■ **WORK TO BE COMPLETED**
Write each line again exactly as it is, from the opening line of the records below through the one containing "Target: white shirt", and add nothing.

*** SOURCE DATA

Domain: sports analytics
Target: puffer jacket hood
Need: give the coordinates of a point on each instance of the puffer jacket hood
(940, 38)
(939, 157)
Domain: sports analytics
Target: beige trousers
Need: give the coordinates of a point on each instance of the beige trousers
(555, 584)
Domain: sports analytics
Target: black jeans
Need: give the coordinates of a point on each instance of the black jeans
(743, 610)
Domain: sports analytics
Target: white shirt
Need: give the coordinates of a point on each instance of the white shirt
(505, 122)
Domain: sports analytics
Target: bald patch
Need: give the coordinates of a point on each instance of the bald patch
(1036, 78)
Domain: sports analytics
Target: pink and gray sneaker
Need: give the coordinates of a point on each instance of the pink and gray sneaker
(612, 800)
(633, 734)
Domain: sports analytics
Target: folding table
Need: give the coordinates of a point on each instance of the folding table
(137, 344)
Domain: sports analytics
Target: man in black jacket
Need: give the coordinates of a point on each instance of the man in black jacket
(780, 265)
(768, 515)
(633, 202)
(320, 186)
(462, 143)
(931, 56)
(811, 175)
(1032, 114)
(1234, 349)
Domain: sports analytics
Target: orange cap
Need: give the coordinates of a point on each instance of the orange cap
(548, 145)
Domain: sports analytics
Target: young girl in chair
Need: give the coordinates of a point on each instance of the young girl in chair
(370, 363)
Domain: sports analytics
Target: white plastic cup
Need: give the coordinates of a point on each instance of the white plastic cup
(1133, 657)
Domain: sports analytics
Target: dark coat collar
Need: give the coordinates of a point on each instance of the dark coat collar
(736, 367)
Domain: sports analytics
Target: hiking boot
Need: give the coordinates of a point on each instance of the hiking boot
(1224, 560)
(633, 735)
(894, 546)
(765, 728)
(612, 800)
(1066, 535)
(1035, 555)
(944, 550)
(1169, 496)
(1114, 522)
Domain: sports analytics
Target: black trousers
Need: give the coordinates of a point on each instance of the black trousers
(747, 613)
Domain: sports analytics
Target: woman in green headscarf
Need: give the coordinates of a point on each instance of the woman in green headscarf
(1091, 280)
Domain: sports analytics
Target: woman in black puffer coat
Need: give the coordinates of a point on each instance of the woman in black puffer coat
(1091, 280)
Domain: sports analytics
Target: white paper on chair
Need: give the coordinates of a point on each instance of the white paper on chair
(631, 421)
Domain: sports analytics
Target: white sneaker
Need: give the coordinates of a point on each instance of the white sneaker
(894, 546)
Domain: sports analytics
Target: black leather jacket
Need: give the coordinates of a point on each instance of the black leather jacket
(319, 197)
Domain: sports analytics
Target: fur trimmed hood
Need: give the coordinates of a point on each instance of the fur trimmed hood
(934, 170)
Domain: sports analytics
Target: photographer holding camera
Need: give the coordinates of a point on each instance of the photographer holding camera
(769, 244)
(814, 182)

******

■ **REPLY TO THE EXERCISE**
Domain: sports analytics
Target: puffer jacket hood
Need: give the coordinates of a point on each instance of the puffer jacket hood
(940, 38)
(939, 157)
Domain: sports analytics
Target: beige trousers
Need: give the coordinates of a point on each instance of the beige trousers
(555, 584)
Domain: sports analytics
Target: black jeans
Need: give the coordinates of a point on each instance of the black jeans
(743, 610)
Domain: sports analytics
Target: white shirt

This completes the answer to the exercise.